** WORK INSTRUCTIONS **
Print the items word for word, beginning at the line that contains "For this evaluation, spot every instance of the rear alloy" and continuing through the end of the items.

+++++

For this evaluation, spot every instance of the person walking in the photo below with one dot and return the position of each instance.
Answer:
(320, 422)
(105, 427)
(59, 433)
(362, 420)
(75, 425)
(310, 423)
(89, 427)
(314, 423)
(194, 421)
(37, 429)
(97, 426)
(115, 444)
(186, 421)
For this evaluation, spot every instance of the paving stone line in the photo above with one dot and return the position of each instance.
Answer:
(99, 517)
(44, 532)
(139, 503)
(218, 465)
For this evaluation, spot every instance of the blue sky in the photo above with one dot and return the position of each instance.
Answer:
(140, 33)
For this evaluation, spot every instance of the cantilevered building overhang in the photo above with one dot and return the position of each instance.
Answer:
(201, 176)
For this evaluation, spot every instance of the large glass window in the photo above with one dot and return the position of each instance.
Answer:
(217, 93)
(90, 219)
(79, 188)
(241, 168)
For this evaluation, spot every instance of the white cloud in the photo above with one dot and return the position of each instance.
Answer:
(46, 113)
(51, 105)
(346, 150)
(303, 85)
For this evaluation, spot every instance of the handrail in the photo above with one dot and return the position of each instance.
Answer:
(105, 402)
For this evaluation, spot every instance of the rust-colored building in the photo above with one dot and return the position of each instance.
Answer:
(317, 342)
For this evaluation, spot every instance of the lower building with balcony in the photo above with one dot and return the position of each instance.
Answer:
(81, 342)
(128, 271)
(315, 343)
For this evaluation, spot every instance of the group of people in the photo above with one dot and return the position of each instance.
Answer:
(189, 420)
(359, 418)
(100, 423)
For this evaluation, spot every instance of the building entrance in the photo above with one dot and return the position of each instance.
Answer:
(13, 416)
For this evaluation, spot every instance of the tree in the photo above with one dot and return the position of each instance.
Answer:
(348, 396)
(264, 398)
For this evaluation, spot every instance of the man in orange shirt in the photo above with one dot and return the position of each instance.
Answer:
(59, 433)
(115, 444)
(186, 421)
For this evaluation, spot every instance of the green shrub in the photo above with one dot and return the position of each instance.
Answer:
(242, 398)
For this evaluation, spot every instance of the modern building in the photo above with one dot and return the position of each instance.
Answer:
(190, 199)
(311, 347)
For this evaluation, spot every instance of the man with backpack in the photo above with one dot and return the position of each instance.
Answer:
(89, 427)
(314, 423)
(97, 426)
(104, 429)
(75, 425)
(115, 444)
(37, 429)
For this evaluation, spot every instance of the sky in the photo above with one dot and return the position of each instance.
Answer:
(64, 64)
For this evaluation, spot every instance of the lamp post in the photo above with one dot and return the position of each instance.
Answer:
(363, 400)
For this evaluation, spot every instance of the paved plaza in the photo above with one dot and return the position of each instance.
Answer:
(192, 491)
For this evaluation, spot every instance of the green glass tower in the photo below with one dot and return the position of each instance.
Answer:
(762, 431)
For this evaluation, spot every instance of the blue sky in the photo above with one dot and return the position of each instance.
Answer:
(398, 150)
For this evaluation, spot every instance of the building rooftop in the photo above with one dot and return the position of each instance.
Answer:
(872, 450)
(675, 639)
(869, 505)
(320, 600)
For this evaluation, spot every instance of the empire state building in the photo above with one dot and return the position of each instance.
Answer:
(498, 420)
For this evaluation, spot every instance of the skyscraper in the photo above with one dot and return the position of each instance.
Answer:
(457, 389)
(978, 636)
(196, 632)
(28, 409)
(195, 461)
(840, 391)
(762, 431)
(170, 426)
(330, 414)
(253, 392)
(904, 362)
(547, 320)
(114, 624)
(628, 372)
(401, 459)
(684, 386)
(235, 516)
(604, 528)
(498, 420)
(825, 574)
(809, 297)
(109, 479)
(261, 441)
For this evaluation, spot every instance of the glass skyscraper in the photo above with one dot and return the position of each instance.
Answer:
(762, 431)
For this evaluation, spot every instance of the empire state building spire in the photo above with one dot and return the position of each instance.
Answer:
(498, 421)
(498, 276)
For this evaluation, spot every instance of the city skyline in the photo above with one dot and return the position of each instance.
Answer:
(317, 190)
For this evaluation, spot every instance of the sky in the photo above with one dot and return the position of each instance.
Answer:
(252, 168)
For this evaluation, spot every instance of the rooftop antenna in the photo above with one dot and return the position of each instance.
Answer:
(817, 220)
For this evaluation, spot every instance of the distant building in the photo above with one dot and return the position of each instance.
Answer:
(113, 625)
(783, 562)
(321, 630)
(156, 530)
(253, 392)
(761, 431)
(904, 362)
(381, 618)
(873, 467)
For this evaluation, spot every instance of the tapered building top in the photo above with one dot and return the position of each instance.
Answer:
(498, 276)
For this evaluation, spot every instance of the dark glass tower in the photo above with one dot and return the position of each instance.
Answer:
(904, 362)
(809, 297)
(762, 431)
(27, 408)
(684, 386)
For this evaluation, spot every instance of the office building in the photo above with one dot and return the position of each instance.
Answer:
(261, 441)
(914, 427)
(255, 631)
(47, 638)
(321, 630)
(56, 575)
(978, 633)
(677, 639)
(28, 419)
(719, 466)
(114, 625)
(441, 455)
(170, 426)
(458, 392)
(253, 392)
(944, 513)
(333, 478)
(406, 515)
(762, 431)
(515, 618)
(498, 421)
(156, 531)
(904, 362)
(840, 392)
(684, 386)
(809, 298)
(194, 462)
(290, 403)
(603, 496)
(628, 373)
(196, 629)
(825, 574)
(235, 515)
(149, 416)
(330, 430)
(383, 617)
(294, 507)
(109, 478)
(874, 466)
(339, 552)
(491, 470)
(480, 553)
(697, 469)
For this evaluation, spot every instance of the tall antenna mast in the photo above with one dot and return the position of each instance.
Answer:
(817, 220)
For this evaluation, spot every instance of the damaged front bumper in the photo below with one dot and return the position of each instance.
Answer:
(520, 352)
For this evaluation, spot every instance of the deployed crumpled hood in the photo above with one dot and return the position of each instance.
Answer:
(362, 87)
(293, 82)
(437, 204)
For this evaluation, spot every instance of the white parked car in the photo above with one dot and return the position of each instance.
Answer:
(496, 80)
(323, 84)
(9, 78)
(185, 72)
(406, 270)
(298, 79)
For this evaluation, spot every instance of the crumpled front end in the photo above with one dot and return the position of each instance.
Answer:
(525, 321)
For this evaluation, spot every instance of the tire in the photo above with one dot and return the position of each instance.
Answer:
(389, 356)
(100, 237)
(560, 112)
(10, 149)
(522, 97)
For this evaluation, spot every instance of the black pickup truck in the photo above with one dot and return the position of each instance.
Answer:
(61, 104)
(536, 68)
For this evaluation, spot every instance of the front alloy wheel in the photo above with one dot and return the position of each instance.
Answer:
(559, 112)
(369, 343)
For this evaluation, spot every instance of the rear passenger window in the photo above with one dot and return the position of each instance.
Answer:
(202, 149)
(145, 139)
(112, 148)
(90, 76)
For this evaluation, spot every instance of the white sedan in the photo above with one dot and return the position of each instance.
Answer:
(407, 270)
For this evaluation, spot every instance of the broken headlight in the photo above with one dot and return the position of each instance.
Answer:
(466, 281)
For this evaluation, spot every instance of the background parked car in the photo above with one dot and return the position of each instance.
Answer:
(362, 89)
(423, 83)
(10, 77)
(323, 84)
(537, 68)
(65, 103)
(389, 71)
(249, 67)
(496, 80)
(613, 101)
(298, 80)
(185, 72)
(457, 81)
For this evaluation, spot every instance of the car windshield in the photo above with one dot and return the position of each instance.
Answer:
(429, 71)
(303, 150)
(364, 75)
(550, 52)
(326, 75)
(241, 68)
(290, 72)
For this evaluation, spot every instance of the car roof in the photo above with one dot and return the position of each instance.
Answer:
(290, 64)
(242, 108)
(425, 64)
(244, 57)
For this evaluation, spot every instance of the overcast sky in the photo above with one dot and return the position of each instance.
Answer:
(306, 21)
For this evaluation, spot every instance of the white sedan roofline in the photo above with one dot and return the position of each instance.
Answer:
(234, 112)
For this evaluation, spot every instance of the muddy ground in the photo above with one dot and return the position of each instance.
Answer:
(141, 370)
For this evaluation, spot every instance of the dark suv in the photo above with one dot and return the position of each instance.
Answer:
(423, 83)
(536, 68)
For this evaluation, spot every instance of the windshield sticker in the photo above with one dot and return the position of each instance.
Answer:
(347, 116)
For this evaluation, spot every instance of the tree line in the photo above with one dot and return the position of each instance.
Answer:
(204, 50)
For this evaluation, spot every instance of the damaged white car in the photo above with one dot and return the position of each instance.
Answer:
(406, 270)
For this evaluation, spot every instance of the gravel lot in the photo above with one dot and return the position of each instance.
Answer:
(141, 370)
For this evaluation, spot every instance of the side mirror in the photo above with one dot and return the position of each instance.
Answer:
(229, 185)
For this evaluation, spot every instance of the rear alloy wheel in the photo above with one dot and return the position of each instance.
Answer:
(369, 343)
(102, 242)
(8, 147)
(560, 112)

+++++

** IN RESPONSE **
For this evaluation, spot every instance of the rear alloy wheel in the photo above with one dot and return the position of each instance.
Answer:
(369, 343)
(102, 242)
(8, 147)
(560, 112)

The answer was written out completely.